Segment Start: GIVEN TEXT
Backpacking and Bipolar II. Taking Manic Depression on tour.
#Bipolar #mentalillness #Paranoia #misunderstandings #Mania #Depression #Manic #Depressed #paranoid #manicdepression #Bipolarbum #moodswings
Probably one of the most damaging aspects of my illness pre-diagnosis was the effect it had on my relationships, particularly friendships. Close friends would be under the closest scrutiny, given the amount of time I spent with them, and when your perceptions are skewed, all kinds of explosive misunderstandings can and frequently do happen. I would fixate on perceived attacks or sly digs and before long, I would be on a collision course with whoever I saw to be the ‘guilty party’. The best defence was always a good offence in my case and friends could often find themselves subject to a verbal bombardment, apparently out of nowhere.
Voltaire’s definition of madness again becomes useful.
“[Madness is] to have erroneous perceptions, and to reason correctly from them.”
When you are mentally ill, you CONSTANTLY misinterpret things that are done and said, or assign far greater weight and meaning to throw away comments than is healthy or helpful for you to do. In the past I have absolutely OBSESSED over percieved slights and possible insults. This silent obsession rarely culminated in anything other than an explosive declaration on my part that the friendship had reached its end and that I didn’t want anything more to do with the person who had offended me.
This has happened enough in my life that I can say there is a trend. My closest friends to date have either fallen victim to this treatment at one time or another, or they’ve witnessed it first-hand and make a special effort to not incense me. I currently have a former-friend on facebook (Who I had been friends with for more than ten years) trying to get in touch with me, find out what he did wrong and make amends. The problem is I can’t remember all the things that he did wrong, I aren’t sure if I imagined it or if he really did make remarks against me and this leaves me in an awkward situation. I feel as though I can do nothing but err on the side of caution. I’ve ignored him and don’t intend to rekindle a friendship. I couldn’t do so honestly and I don’t feel like having a huge argument with someone.
Segment End: GIVEN TEXT
Segment Start: EXTRACTED INFORMATION
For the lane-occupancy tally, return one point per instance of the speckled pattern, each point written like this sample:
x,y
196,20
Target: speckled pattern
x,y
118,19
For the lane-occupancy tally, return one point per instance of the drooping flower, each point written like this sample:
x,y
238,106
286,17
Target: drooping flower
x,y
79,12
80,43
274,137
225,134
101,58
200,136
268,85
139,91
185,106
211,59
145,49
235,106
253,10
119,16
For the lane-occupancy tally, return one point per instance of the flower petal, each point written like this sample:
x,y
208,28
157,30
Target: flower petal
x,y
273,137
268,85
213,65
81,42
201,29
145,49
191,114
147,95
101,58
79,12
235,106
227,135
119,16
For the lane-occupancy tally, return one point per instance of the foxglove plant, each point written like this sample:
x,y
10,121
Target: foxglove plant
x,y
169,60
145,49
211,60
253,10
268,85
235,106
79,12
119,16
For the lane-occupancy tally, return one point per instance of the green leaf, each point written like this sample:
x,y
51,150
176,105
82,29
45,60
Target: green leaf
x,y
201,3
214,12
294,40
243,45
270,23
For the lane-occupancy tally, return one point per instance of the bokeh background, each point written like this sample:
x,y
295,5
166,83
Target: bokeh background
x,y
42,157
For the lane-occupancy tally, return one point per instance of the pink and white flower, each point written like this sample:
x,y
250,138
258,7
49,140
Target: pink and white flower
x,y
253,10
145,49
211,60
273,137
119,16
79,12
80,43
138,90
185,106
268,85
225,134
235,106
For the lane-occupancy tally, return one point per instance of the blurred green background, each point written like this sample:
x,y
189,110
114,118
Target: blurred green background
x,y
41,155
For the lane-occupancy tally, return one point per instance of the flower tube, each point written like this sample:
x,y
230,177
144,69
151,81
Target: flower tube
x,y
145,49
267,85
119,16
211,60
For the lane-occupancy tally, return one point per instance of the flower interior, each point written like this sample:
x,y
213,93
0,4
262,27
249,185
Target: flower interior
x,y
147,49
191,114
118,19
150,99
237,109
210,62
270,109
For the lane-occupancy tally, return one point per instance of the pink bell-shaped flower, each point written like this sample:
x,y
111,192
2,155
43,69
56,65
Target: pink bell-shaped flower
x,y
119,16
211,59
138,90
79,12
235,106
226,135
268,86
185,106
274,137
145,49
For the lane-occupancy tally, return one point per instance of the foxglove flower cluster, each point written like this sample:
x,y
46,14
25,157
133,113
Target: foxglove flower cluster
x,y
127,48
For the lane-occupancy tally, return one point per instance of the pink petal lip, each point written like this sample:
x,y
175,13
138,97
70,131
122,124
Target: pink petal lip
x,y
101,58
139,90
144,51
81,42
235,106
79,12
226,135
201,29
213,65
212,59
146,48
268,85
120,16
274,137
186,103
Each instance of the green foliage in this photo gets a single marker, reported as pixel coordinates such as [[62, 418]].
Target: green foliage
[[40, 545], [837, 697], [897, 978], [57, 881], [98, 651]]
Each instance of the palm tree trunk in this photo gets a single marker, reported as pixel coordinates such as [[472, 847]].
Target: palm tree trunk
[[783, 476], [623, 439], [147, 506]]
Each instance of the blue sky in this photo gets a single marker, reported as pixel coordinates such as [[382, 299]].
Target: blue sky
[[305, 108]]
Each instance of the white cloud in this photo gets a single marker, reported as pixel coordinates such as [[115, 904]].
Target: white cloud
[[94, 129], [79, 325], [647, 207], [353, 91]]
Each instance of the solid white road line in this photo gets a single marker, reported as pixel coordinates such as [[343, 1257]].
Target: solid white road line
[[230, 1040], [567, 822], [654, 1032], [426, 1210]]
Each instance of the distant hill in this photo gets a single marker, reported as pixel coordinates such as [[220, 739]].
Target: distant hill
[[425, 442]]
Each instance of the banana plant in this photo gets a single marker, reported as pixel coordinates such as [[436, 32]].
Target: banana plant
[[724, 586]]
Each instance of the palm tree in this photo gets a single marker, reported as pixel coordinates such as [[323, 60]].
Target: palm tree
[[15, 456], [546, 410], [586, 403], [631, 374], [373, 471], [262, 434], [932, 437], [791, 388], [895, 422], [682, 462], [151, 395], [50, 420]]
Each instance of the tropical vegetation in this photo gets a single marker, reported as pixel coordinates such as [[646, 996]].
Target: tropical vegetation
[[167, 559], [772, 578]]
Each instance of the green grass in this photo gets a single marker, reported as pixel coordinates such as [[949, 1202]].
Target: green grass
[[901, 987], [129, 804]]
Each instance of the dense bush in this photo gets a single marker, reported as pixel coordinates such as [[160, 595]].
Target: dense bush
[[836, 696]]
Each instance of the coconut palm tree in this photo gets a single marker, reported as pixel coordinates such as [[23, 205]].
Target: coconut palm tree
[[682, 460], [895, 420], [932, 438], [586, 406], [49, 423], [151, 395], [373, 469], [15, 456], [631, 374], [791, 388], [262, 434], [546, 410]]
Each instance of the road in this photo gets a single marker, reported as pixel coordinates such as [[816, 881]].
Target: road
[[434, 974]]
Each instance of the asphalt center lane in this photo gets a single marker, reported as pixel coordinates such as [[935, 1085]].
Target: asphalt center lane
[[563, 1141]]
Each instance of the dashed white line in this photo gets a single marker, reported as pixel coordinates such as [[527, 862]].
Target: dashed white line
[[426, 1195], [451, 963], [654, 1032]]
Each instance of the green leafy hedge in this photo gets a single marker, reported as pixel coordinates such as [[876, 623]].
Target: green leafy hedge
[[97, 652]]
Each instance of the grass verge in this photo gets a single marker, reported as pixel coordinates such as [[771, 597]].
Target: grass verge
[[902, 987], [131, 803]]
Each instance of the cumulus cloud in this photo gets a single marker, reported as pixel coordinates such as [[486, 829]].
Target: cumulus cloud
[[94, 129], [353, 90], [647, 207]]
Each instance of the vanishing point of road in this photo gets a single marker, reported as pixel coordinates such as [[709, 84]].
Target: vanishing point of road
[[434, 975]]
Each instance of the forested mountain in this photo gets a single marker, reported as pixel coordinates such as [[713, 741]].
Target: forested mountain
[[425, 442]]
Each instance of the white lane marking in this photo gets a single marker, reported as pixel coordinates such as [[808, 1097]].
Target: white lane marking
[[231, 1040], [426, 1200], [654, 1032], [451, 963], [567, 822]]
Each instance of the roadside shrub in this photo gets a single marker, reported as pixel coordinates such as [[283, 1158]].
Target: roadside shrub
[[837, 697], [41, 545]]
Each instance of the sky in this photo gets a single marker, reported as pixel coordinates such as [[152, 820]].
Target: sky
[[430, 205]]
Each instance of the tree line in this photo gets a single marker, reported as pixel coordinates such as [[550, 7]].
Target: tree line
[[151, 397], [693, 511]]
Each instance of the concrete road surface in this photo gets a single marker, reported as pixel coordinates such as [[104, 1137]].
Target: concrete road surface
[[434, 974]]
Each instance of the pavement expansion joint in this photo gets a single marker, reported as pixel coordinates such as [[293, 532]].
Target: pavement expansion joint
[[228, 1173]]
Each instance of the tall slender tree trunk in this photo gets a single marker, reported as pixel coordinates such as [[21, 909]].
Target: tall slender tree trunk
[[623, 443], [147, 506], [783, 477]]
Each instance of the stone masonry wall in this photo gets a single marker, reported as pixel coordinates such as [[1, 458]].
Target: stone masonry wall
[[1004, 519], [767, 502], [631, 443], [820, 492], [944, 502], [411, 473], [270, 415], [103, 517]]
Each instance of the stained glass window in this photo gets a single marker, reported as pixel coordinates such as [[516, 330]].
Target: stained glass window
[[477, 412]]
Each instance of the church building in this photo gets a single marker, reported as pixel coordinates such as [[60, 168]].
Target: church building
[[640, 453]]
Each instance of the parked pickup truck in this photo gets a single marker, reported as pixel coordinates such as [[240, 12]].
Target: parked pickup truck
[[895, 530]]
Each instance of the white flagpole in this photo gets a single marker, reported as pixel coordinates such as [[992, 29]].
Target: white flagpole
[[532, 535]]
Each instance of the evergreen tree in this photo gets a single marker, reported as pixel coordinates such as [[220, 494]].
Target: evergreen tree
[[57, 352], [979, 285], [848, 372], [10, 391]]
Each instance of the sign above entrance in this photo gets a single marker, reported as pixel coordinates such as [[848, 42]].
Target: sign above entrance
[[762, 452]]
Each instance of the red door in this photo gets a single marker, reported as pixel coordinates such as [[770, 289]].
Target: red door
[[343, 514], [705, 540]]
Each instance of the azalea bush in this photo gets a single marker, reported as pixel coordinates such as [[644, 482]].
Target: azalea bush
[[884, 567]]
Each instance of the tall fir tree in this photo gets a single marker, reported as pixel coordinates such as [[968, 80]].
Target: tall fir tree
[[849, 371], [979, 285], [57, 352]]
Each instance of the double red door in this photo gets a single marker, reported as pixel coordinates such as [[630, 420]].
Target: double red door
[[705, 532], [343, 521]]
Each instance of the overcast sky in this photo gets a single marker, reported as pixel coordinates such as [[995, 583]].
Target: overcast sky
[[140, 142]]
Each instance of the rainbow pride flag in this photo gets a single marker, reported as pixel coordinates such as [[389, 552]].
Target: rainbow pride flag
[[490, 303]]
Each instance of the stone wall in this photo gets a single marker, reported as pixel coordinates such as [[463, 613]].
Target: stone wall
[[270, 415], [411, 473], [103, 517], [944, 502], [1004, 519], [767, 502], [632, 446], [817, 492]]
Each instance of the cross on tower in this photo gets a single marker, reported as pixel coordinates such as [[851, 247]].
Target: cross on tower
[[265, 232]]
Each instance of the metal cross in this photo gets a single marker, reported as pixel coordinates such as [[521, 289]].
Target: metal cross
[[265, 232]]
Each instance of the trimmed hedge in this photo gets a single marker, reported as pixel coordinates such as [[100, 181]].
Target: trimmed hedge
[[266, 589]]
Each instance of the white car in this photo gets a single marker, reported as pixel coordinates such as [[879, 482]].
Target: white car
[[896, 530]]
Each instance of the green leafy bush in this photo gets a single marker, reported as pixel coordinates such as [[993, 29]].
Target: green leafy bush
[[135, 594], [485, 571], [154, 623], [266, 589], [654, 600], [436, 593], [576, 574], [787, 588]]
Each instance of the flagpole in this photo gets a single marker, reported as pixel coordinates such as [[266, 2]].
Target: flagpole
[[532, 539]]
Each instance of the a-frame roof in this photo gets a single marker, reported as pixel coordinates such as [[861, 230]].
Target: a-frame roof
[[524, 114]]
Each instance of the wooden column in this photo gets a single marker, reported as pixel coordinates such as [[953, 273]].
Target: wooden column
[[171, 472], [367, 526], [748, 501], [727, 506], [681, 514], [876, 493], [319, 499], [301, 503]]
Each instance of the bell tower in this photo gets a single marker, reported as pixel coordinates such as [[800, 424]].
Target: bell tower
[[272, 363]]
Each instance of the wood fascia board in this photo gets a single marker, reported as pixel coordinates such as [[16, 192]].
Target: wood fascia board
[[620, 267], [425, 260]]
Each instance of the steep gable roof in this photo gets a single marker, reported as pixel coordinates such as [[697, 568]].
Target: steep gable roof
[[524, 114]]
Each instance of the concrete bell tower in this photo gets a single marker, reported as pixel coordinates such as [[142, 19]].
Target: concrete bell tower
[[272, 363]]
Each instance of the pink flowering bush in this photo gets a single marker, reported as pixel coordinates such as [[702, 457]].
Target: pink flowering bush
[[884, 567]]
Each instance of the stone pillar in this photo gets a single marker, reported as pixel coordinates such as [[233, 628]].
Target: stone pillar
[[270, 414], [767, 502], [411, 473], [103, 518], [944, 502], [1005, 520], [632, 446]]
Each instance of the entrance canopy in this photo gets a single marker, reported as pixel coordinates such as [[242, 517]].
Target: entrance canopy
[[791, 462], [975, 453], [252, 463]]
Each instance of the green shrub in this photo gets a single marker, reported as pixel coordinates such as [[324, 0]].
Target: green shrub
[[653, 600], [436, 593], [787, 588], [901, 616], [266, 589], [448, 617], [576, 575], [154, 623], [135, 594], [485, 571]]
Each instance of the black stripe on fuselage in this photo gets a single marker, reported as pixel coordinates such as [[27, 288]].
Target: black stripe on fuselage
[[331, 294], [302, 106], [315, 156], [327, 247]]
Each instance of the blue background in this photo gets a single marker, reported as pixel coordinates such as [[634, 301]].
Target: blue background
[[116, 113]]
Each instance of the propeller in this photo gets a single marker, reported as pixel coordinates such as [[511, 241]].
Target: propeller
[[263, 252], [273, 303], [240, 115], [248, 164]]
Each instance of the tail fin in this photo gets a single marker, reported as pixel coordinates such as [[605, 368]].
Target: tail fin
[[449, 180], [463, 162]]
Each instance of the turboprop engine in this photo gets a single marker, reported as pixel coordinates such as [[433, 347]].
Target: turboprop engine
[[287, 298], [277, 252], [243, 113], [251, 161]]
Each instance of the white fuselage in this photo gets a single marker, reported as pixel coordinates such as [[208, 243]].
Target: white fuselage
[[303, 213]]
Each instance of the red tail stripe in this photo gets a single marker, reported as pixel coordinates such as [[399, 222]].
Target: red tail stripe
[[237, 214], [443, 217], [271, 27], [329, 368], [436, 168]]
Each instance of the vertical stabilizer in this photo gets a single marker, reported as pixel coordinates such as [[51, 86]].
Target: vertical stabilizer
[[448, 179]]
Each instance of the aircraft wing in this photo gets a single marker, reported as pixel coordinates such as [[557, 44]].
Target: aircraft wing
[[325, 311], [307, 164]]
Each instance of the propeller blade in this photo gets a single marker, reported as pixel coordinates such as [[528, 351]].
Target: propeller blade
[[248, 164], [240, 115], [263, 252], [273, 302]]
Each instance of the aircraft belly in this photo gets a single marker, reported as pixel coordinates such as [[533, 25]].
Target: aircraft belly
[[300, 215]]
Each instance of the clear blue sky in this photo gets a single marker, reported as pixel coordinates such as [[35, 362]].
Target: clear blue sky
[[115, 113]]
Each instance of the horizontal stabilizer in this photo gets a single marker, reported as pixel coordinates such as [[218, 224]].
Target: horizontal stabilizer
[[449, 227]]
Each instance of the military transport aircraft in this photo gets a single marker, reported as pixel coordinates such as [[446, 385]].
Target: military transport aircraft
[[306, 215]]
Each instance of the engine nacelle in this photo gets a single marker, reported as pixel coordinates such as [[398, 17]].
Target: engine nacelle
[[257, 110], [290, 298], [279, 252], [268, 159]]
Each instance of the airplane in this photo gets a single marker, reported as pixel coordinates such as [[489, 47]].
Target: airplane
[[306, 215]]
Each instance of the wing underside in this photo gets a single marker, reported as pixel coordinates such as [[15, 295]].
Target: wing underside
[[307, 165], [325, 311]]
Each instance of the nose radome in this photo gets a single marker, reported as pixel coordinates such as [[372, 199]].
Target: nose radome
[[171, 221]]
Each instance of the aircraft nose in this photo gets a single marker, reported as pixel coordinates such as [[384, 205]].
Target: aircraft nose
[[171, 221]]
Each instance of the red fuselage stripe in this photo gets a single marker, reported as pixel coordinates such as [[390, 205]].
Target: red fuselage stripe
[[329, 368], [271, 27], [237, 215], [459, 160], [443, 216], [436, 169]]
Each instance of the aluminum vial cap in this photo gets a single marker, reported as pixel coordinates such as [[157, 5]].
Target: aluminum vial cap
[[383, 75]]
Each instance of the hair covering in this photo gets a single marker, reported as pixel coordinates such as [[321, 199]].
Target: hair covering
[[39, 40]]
Segment End: EXTRACTED INFORMATION
• _EXERCISE_
Rewrite the part of the post on bipolar II that begins at the words "This has happened" and stops after "argument with someone.", with "an awkward situation" replaced by "a difficult position".

• _EXERCISE SOLUTION_
This has happened enough in my life that I can say there is a trend. My closest friends to date have either fallen victim to this treatment at one time or another, or they’ve witnessed it first-hand and make a special effort to not incense me. I currently have a former-friend on facebook (Who I had been friends with for more than ten years) trying to get in touch with me, find out what he did wrong and make amends. The problem is I can’t remember all the things that he did wrong, I aren’t sure if I imagined it or if he really did make remarks against me and this leaves me in a difficult position. I feel as though I can do nothing but err on the side of caution. I’ve ignored him and don’t intend to rekindle a friendship. I couldn’t do so honestly and I don’t feel like having a huge argument with someone.